[Stored data]
======
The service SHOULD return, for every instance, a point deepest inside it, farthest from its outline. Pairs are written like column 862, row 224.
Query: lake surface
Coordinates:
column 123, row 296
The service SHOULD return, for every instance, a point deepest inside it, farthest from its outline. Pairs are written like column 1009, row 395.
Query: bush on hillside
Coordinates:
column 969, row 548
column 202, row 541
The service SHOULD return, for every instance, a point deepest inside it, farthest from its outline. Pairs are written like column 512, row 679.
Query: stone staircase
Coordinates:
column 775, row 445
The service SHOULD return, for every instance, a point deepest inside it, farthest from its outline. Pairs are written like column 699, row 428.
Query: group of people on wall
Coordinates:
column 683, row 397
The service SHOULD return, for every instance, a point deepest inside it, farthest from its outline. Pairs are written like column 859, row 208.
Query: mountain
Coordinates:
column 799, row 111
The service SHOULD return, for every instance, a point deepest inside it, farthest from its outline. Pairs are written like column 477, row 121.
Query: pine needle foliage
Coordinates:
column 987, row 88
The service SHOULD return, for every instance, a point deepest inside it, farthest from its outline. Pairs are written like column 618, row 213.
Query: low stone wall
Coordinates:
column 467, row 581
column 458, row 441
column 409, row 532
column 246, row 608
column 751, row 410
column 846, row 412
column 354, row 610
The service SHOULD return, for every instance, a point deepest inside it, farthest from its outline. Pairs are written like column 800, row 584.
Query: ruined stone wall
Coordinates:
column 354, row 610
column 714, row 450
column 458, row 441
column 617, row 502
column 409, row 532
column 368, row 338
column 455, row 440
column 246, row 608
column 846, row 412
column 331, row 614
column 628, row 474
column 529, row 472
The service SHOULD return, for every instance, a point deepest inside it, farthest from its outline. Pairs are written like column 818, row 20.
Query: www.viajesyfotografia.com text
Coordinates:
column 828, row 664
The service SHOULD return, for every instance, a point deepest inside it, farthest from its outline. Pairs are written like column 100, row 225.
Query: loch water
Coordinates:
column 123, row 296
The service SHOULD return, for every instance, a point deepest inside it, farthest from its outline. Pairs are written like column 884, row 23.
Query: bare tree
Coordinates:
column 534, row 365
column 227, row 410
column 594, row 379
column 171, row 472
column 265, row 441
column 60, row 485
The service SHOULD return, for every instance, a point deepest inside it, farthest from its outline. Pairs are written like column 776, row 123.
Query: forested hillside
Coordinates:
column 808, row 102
======
Emit verbatim the lines running from the one with "100, row 225." through the last line of the data, both endpoints inclusive.

REPLY TO THE TASK
The service SHOULD return, for every instance, a point deepest inside it, farthest from its outline. Pairs are written like column 100, row 225.
Query: loch water
Coordinates:
column 123, row 296
The service SHOULD return, for every instance, a point deepest inside it, farthest from its outline. Pairs are written like column 884, row 23.
Query: bare tree
Coordinates:
column 534, row 365
column 227, row 410
column 594, row 379
column 171, row 472
column 265, row 441
column 60, row 485
The service SHOULD return, for every instance, a point deepest inside it, farthest from its outline. Pairs are written like column 776, row 123.
Query: forested hillside
Coordinates:
column 808, row 102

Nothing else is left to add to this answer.